Dataset items:
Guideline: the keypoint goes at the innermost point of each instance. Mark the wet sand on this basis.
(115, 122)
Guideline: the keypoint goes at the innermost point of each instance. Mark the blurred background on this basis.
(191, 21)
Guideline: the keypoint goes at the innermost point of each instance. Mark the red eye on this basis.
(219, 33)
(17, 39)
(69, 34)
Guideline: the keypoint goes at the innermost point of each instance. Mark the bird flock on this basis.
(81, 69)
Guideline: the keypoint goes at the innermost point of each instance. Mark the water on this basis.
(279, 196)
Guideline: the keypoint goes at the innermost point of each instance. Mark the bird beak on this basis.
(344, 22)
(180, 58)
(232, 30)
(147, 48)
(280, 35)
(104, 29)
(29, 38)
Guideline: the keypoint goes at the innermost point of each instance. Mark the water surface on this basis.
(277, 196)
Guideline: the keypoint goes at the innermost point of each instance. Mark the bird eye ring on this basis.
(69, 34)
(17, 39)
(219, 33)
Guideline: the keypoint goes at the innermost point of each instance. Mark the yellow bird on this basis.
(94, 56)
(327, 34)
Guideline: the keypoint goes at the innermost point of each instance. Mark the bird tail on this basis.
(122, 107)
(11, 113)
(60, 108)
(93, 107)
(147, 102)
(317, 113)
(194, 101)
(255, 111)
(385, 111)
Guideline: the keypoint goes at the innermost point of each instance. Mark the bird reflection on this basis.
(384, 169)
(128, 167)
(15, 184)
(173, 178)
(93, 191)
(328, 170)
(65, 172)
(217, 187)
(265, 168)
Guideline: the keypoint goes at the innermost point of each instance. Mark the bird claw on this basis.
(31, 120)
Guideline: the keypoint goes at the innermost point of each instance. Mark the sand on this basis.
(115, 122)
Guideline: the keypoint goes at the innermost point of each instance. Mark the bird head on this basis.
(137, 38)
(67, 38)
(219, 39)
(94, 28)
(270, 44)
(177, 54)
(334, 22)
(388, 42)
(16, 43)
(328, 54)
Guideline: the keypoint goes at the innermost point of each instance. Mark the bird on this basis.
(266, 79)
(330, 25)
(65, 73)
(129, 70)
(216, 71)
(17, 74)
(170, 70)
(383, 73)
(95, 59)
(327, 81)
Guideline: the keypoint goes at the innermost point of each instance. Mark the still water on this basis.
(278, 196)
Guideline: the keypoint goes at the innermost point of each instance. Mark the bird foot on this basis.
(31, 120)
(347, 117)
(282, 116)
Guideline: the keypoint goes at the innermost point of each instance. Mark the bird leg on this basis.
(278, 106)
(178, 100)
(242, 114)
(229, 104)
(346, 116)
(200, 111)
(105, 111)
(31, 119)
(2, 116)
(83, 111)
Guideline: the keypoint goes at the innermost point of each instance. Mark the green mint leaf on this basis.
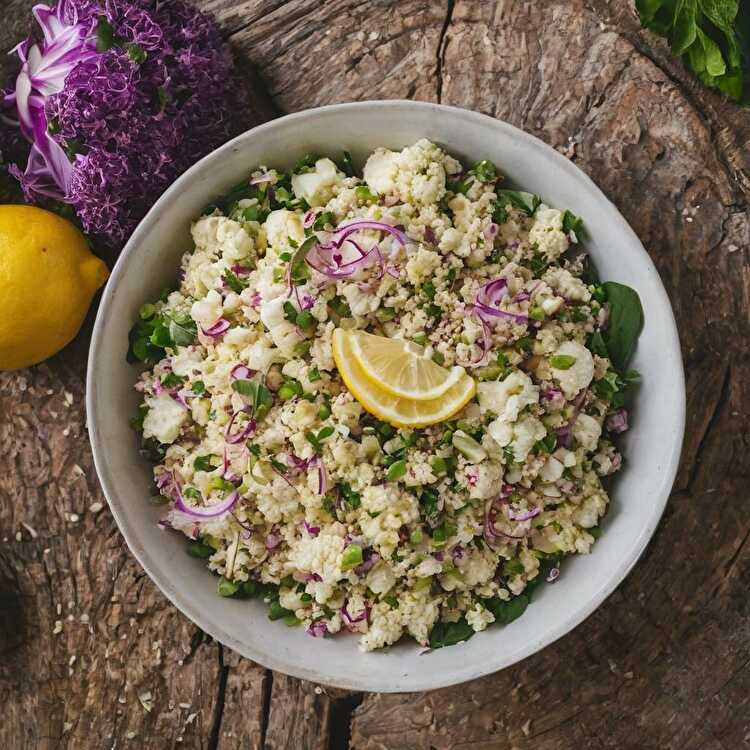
(233, 282)
(450, 633)
(625, 323)
(526, 202)
(507, 611)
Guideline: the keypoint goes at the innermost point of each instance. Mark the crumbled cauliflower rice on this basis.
(242, 402)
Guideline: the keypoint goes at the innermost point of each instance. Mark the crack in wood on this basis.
(340, 726)
(265, 713)
(213, 736)
(710, 425)
(441, 47)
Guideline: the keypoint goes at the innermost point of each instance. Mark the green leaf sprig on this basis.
(711, 36)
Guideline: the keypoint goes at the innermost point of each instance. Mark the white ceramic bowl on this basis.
(652, 446)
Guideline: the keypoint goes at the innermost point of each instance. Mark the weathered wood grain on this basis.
(665, 662)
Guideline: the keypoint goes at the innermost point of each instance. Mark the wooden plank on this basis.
(664, 663)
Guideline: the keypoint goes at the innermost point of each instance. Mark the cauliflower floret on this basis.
(208, 310)
(217, 233)
(552, 470)
(164, 419)
(418, 613)
(577, 376)
(284, 333)
(479, 617)
(320, 554)
(393, 510)
(522, 434)
(234, 241)
(360, 303)
(479, 568)
(281, 225)
(591, 509)
(422, 265)
(451, 240)
(415, 175)
(587, 431)
(188, 361)
(380, 171)
(381, 579)
(484, 480)
(385, 627)
(567, 285)
(317, 187)
(508, 397)
(547, 232)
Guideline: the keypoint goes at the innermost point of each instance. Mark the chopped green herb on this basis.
(199, 550)
(485, 171)
(450, 633)
(324, 219)
(507, 611)
(352, 557)
(562, 361)
(364, 195)
(513, 568)
(136, 53)
(227, 587)
(203, 463)
(625, 322)
(396, 471)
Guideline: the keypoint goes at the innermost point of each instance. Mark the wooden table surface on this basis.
(93, 656)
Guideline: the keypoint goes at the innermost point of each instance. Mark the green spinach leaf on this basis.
(625, 323)
(450, 633)
(507, 611)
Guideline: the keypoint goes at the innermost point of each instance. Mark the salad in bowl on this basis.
(385, 401)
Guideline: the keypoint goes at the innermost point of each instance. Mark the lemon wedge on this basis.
(396, 410)
(400, 368)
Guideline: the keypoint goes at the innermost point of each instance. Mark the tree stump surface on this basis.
(93, 656)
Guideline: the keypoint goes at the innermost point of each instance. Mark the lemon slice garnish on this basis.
(401, 368)
(396, 410)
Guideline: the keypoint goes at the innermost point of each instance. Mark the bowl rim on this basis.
(267, 658)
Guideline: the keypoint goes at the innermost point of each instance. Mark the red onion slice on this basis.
(322, 475)
(367, 564)
(311, 530)
(263, 179)
(211, 511)
(243, 433)
(355, 226)
(241, 372)
(348, 619)
(219, 328)
(525, 516)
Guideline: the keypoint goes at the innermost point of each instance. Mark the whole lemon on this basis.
(48, 277)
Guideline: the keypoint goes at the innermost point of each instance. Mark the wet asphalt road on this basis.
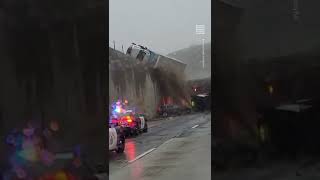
(159, 132)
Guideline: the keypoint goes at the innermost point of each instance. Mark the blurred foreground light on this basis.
(270, 89)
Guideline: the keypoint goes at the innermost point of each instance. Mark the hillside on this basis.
(192, 56)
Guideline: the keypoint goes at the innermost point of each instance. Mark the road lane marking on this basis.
(195, 126)
(141, 155)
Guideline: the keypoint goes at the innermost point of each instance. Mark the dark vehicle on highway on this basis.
(201, 102)
(172, 110)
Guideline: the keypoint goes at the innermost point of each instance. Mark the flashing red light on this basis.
(129, 120)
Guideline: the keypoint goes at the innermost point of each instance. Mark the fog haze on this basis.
(162, 25)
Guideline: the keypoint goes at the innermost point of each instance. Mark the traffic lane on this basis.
(156, 135)
(185, 157)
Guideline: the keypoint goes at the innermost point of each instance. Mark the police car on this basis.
(132, 123)
(116, 139)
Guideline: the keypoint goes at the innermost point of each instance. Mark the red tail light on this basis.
(129, 120)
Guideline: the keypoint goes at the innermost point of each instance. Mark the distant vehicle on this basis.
(172, 110)
(116, 139)
(200, 102)
(155, 60)
(132, 123)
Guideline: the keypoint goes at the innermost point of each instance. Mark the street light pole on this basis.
(200, 30)
(203, 53)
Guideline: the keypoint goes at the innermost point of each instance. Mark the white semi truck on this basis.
(155, 60)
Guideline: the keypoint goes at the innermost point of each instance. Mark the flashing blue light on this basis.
(118, 109)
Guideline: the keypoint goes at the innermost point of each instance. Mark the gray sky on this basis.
(162, 25)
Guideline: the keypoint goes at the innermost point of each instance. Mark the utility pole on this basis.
(296, 12)
(203, 53)
(200, 30)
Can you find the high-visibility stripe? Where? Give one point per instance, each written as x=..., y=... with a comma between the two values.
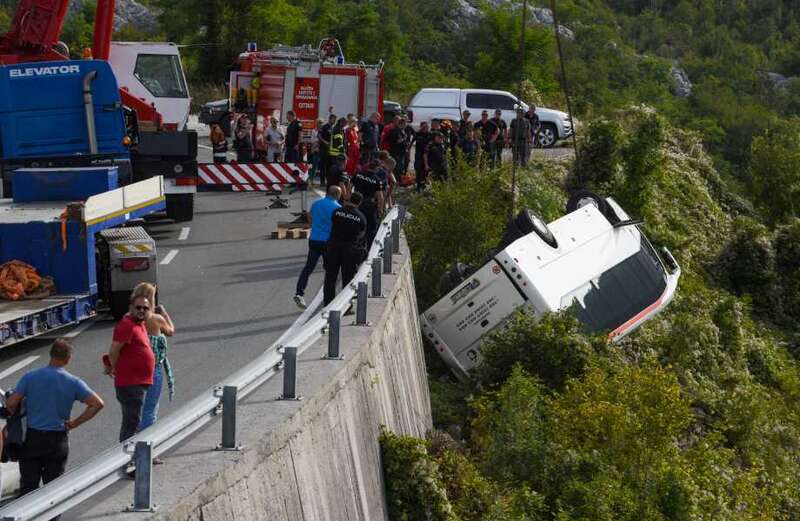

--- Work instruction ---
Leave out every picture and copy the rest of the records exactly.

--- Task solution ---
Guideline: the keypoint goes at the innermost point of each instance. Mark the wet sand on this basis.
(115, 122)
Guideline: the keypoint goes at the innermost point of each instance. Mark the blurred background on this basis.
(191, 21)
Guideline: the keypoint goes at the innermost point of each instance. Mark the red eye on this basis.
(219, 33)
(17, 39)
(69, 34)
Guideline: the keypoint goes at the innermost point of each instance. Mark the bird flock on this basis.
(81, 69)
Guideline: the keypoint goes at the innermost point of each instance. Mark the water on this basis.
(279, 196)
Guideline: the keypoint goes at the innermost point of each instance. Mark the bird beak on this basis.
(344, 22)
(180, 58)
(232, 30)
(147, 48)
(280, 35)
(104, 29)
(29, 38)
Guideline: the keypoint goes at the innermost point of each instance. Mark the water surface on this basis.
(277, 196)
Guideline: the keypoint goes at the innermost point of each instance. Mark the bird eye ring on this basis.
(69, 34)
(17, 39)
(219, 33)
Guideline: the keypoint goes at the innermost point of each instance. Mark the yellow bird on this basis.
(94, 56)
(327, 34)
Guideline: the keypoint goes at the innermost point of each instance. Mark the bird tail on this basis.
(122, 107)
(11, 113)
(60, 108)
(93, 107)
(147, 102)
(317, 113)
(194, 101)
(255, 111)
(385, 111)
Guideline: the keypoint goes at the innermost point of each instance. Mark the bird reflection on this basis.
(384, 169)
(128, 167)
(15, 184)
(173, 178)
(93, 191)
(328, 170)
(65, 172)
(217, 187)
(265, 168)
Guideline: the keypoint goes at the innermost point of each instance. Mark the bird claw on this basis.
(31, 120)
Guideline: the keypoint goes at the innermost point of each instance. Mark the sand on this basis.
(115, 122)
Guideline: the keypoint goes at the innermost point of each instance. Mark the bird head on this basis.
(137, 38)
(67, 38)
(219, 39)
(94, 28)
(270, 44)
(177, 54)
(334, 22)
(388, 42)
(16, 43)
(328, 54)
Guideline: the keypoint goes at the innermost point of each instance. Mark the bird on this basis.
(266, 79)
(330, 25)
(65, 73)
(129, 70)
(216, 71)
(17, 74)
(170, 70)
(383, 73)
(95, 59)
(327, 81)
Guideline: the keypoint goes at the innermost point of each instance. Mark the still water on this basis.
(278, 196)
Guideline: the keypoint goes at the innermost point of each instance. Mark the bird foot on this basis.
(31, 120)
(347, 117)
(282, 116)
Guideline: the keypoint goes at the innermost point of each instance. Mark the bird leg on this basis.
(278, 106)
(178, 100)
(242, 114)
(229, 104)
(346, 116)
(200, 111)
(105, 111)
(31, 119)
(2, 116)
(83, 111)
Guideline: the keypoint goes at the innermost point of each instance. Mark the green mint leaf on this basis.
(233, 282)
(450, 633)
(625, 323)
(526, 202)
(507, 611)
Guideline: the keypoint goes at the innermost point of each instance. Mark the crumbled cauliflower rice on this basis.
(242, 402)
Guideline: the keypoint goes at the innermost point of each instance. Mark the crack in wood on this basis.
(340, 726)
(265, 713)
(213, 736)
(710, 425)
(441, 47)
Guideline: the keypoint goes at the innermost point of each instance. Mark the green leaf sprig on this basis.
(711, 36)
Guideline: the keypoint goes at the innermost point of each instance. Mark the white ceramic bowl on this basis.
(652, 446)
Guideline: the keypoint goes at the innermost point of each instance. Mark the weathered wood grain on this basis.
(665, 662)
Guideline: the keypoint goes at the innermost point of each instance. Mark the wooden plank on this basis.
(664, 663)
Guideline: the keypoint goes at the innermost point of each instance. Mark the cauliflower floret on this basis.
(208, 310)
(217, 233)
(552, 470)
(164, 419)
(418, 613)
(577, 376)
(284, 333)
(479, 617)
(320, 554)
(393, 510)
(522, 434)
(234, 241)
(360, 303)
(479, 568)
(281, 225)
(591, 509)
(422, 265)
(451, 240)
(415, 175)
(587, 431)
(188, 361)
(380, 171)
(381, 579)
(484, 480)
(385, 627)
(567, 285)
(317, 187)
(508, 397)
(547, 232)
Guideline: the keypoint goes at the innermost point of each instance. Mark the chopped green herb on this basis.
(199, 550)
(485, 171)
(450, 633)
(324, 219)
(507, 611)
(352, 557)
(562, 361)
(364, 195)
(513, 568)
(136, 53)
(227, 587)
(203, 463)
(625, 322)
(396, 471)
Guideline: the keypoint goes at the innermost point of each instance. Mark the wooden table surface on this basis.
(93, 656)
Guideline: the keypoint goes at the innermost point of each instance. Mark the green spinach leaf on this basis.
(625, 323)
(450, 633)
(507, 611)
Guideline: the keypoint goes at the innermost point of each instance. Mark the salad in bowl on this basis.
(385, 401)
Guideline: the keypoint goes at the innermost point of each instance. Mark the lemon wedge on this basis.
(396, 410)
(400, 368)
Guideline: the keypoint goes at the innermost point of each instance. Mark the tree stump surface on this basis.
(93, 656)
Guideline: the keypoint goes at the innermost point of each instance. Mark the lemon slice garnish on this basis.
(401, 368)
(396, 410)
Guideline: the keypoint goes at the innermost point of each instance. Mark the bowl rim on this basis.
(267, 658)
Guideline: the keypoint goes at the innermost point of each instance. Mark the red onion slice on this basis.
(322, 475)
(367, 564)
(311, 530)
(263, 179)
(211, 511)
(243, 433)
(355, 226)
(241, 372)
(348, 619)
(219, 328)
(525, 516)
Guideline: the keypoint goes at the innermost point of each instance. Mark the whole lemon on this basis.
(48, 277)
Guideline: the keypoint goes at the innermost point of each instance. Mark the wet asphalt road on this basis.
(159, 132)
Guideline: the keypoint goes at the innermost point of each instance. Mark the blurred foreground light on this basis.
(270, 89)
Guideline: the keypoint goes at the innermost point of each instance. Mark the hillside on this basis.
(192, 56)
Guideline: the keypoint goes at the innermost point of each instance. Mark the road lane marking on this basis.
(195, 126)
(141, 155)
Guideline: the keypoint goes at the innermost point of each instance. Mark the dark vehicle on highway on this basis.
(201, 102)
(172, 110)
Guideline: the keypoint goes at the innermost point of each instance. Mark the flashing red light on this basis.
(129, 120)
Guideline: the keypoint goes at the innermost point of each instance. Mark the fog haze on this basis.
(162, 25)
Guideline: the keypoint goes at the innermost point of each instance. Mark the traffic lane on this basis.
(156, 135)
(185, 157)
Guideline: the keypoint goes at the innermost point of each instance. Mark the police car on this basis.
(132, 123)
(116, 139)
Guideline: the keypoint goes at the innermost point of each instance. Mark the red tail light on this basis.
(129, 120)
Guideline: the keypoint goes at the innermost point of each instance. Mark the distant vehicle on this basis.
(172, 110)
(116, 139)
(200, 102)
(155, 60)
(132, 123)
Guideline: the keypoint goes at the innermost point of each instance. Mark the street light pole on this basis.
(200, 30)
(203, 53)
Guideline: the keypoint goes at the innermost point of each instance. Mark the white semi truck on this basis.
(155, 60)
Guideline: the keypoint goes at the innermost point of each instance. Mark the flashing blue light on this basis.
(118, 109)
Guideline: the keypoint goes at the innermost point of each instance. Mark the gray sky on this basis.
(162, 25)
Guideline: the keypoint goes at the innermost point of each instance. Mark the utility pole on this basis.
(296, 12)
(203, 53)
(200, 30)
Can you find the high-visibility stripe? Where? Give one point per instance, each written as x=..., y=... with a comma between the two values.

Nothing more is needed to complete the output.